## Point localization data
※

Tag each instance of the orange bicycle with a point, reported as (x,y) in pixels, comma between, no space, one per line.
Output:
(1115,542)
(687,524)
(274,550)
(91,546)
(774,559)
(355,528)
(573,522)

※

## Your assignment
Exact copies of all the entries above should be returned.

## Your solution
Tag each instance of the orange bicycle with a point, reported as (x,y) in pixels, comma between, no space, one per line.
Output:
(1115,542)
(687,524)
(274,550)
(91,546)
(774,559)
(355,528)
(573,522)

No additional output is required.